= QUESTIONS =
[A] From the piece on Larry Jantjies, set down word for word the part that opens with the words containing "Larry Jantjies Interview: 2021" and closes with "and leadership qualities.".
[B] Summarize the profile of the 2021 SRC president in two sentences.
[C] Pick up the interview with Larry Jantjies right after its final sentence and keep it going.

[TEXT PROVIDED Boundary: Start]

Larry Jantjies Interview: 2021 Student Representative Council President at False Bay TVET College
Larry Jantjies, the 2021 Student Representative Council President, is currently pursuing his N5 in Public Management Certificate at the Mitchell’s Plain Campus. Cheryl Martin, the Student Support and Development Services Officer at the Mitchell’s Plain Campus says the 21-year-old originally from the Free State has impressive personal and leadership qualities.
“Larry is a quiet and respectful guy, but when he does speak, he has something very insightful to say. He is more mature than most of his peers and also has a very caring nature,” says Cheryl.
SRC Vice-President, Darren Maybe, says: “We have not engaged much face-to-face due to COVID-19, but via our online meetings he has always been professional, astute and you can see he really enjoys and cares about the general student community. Larry is transparent and accountable for his action and those are the qualities we require in a leader.”
We asked Larry a few questions to gain some more insight into the elected voice of the student
body of 2021.

[TEXT PROVIDED Boundary: End]
[LISTED ENTRIES Boundary: Start]

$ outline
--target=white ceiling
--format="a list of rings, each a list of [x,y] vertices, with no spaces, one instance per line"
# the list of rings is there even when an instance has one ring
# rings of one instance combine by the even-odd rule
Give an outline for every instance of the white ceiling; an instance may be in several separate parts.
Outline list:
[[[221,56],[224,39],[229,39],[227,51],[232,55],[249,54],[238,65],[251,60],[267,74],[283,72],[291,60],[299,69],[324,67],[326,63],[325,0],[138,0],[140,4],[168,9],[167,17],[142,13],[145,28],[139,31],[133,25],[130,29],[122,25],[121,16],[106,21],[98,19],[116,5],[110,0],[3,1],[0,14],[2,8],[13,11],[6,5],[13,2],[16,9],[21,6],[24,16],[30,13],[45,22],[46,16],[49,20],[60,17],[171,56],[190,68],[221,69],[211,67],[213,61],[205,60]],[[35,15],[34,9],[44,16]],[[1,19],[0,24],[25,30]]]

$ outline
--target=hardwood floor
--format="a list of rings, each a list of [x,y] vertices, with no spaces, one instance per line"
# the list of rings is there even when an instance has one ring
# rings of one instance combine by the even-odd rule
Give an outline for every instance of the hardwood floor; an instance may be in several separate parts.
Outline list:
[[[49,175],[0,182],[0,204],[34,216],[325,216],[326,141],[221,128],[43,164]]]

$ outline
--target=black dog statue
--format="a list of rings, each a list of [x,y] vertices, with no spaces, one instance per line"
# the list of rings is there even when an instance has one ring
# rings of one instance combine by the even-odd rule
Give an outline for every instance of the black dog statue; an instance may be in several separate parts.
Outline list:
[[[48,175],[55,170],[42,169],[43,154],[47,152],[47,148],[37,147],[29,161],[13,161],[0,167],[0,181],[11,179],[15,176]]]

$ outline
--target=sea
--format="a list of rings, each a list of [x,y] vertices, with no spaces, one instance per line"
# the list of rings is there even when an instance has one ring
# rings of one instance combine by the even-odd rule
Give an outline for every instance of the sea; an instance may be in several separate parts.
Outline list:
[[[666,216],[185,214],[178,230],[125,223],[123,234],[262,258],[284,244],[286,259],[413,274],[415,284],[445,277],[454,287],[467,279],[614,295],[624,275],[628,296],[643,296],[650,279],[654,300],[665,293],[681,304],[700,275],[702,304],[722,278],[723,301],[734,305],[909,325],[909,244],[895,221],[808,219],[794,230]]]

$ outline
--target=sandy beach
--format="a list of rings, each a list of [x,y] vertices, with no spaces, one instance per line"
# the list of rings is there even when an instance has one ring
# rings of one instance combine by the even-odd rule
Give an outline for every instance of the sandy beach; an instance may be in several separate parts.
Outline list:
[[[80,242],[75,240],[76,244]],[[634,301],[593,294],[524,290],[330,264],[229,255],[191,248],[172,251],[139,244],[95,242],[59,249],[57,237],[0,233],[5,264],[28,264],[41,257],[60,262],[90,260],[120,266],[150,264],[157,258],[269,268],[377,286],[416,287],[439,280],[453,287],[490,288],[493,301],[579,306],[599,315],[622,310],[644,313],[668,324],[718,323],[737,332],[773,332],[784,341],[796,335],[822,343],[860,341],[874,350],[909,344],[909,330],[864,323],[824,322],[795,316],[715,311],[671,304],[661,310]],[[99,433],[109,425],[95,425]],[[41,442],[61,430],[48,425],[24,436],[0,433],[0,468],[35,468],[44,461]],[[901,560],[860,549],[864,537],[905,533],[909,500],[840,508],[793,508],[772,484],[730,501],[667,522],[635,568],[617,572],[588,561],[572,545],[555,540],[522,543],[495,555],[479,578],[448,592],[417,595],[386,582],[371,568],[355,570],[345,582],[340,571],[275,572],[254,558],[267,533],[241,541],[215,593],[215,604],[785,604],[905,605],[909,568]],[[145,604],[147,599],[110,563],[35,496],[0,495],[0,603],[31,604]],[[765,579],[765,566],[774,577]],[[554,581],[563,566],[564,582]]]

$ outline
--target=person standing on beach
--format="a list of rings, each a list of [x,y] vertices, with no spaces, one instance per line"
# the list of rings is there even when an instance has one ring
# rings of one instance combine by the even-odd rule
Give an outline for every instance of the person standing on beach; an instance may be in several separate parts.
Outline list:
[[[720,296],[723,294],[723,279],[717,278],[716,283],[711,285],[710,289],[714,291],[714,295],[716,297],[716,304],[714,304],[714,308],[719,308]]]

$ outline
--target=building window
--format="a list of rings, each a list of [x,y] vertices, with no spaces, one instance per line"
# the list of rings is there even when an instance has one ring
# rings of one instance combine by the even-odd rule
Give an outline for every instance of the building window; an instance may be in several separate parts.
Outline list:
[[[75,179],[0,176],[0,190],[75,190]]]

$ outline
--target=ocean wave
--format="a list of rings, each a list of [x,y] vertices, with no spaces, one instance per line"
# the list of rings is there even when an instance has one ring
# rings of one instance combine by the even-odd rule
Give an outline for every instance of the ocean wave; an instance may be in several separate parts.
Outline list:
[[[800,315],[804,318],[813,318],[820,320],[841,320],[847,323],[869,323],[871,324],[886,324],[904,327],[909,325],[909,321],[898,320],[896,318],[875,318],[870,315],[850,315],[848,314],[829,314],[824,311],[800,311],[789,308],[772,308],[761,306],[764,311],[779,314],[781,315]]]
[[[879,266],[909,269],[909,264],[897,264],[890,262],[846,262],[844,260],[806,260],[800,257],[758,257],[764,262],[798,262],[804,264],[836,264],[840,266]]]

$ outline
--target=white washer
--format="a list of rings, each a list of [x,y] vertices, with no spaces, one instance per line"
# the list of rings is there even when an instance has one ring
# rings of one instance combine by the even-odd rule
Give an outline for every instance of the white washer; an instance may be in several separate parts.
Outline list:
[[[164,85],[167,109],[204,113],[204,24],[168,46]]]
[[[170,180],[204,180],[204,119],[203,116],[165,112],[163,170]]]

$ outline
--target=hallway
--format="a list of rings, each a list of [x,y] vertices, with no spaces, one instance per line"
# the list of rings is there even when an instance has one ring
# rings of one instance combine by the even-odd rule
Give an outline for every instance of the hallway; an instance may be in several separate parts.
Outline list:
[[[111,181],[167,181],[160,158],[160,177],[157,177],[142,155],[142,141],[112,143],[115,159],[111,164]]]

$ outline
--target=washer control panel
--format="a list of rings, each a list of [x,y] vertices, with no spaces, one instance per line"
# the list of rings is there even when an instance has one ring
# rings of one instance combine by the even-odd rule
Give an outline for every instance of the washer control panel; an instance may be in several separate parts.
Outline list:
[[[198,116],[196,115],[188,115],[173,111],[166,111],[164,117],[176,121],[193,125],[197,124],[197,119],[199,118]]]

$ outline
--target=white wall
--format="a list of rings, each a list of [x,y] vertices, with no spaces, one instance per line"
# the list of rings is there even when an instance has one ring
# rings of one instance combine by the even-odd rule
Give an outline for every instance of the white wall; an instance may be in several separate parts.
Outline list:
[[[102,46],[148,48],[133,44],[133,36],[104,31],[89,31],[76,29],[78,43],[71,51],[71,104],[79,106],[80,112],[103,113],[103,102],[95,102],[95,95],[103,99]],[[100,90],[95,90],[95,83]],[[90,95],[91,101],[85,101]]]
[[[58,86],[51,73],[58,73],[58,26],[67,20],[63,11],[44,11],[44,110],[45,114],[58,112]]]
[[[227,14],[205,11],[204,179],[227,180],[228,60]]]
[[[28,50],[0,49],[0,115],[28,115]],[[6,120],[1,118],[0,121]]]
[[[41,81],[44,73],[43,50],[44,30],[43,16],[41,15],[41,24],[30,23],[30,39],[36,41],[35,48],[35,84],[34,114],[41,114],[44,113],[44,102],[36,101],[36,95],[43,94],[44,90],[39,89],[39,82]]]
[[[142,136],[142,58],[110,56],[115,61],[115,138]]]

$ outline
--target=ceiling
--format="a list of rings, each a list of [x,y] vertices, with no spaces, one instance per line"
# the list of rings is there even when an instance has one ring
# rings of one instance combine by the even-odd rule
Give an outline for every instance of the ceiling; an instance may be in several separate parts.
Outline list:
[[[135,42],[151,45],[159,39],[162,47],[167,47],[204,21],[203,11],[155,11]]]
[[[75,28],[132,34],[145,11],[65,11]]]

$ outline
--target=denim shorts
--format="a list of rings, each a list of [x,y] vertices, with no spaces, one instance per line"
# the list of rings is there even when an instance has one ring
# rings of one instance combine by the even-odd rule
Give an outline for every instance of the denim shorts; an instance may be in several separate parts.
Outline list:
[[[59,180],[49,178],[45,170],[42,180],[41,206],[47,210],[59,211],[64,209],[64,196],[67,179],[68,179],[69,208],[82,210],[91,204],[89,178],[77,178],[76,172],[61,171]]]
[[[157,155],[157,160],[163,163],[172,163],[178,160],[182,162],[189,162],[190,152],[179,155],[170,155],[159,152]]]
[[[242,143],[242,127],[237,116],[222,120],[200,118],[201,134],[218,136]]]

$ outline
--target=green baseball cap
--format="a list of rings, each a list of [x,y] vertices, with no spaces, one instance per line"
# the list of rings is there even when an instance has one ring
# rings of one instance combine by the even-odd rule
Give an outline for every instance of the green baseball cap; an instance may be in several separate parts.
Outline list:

[LISTED ENTRIES Boundary: End]

= RESPONSES BY ITEM NUMBER =
[A]
Larry Jantjies Interview: 2021 Student Representative Council President at False Bay TVET College
Larry Jantjies, the 2021 Student Representative Council President, is currently pursuing his N5 in Public Management Certificate at the Mitchell’s Plain Campus. Cheryl Martin, the Student Support and Development Services Officer at the Mitchell’s Plain Campus says the 21-year-old originally from the Free State has impressive personal and leadership qualities.

[B] Larry Jantjies, a 21-year-old originally from the Free State and the 2021 Student Representative Council President at False Bay TVET College, is studying for his N5 in Public Management Certificate at the Mitchell's Plain Campus. Student Support and Development Services Officer Cheryl Martin and SRC Vice-President Darren Maybe describe him as mature, caring, professional, transparent and accountable.

[C]
Tell us about yourself, both Larry the student and Larry the SRC President?
As a student, I am very disciplined and purposeful in everything I do. I evaluate each situation
as far as I can, from start to end and when I execute, I am able to do so with confidence. As SRC President, I approach my position with positive energy, making sure that I influence my team with the will to succeed and the passion to carry on. I believe that high morale inspires productivity in the Student Representative Council. It’s also about identifying each SRC representative’s strengths and providing them with a platform to shine and grow their leadership talents.
Why did you choose to study at False Bay TVET College?
I always intended to study in the community I plan on working in. False Bay TVET College had the best reputation in the community I moved to, and I saw this College as the perfect opportunity to become familiar with the local community while studying my field of interest.
What do you intend to do during your term as SRC President?
I intend improving the relationship between our students and our SRCs on all campuses, exposing the broader community to what False Bay TVET College has to offer the community and being a mouthpiece for all our students as a collective and keeping the values of our College in mind with every decision made. It’s important that we maintain a democratic approach to all decisions and bridge the gap between all of the College stakeholders.
What was your journey to being elected like?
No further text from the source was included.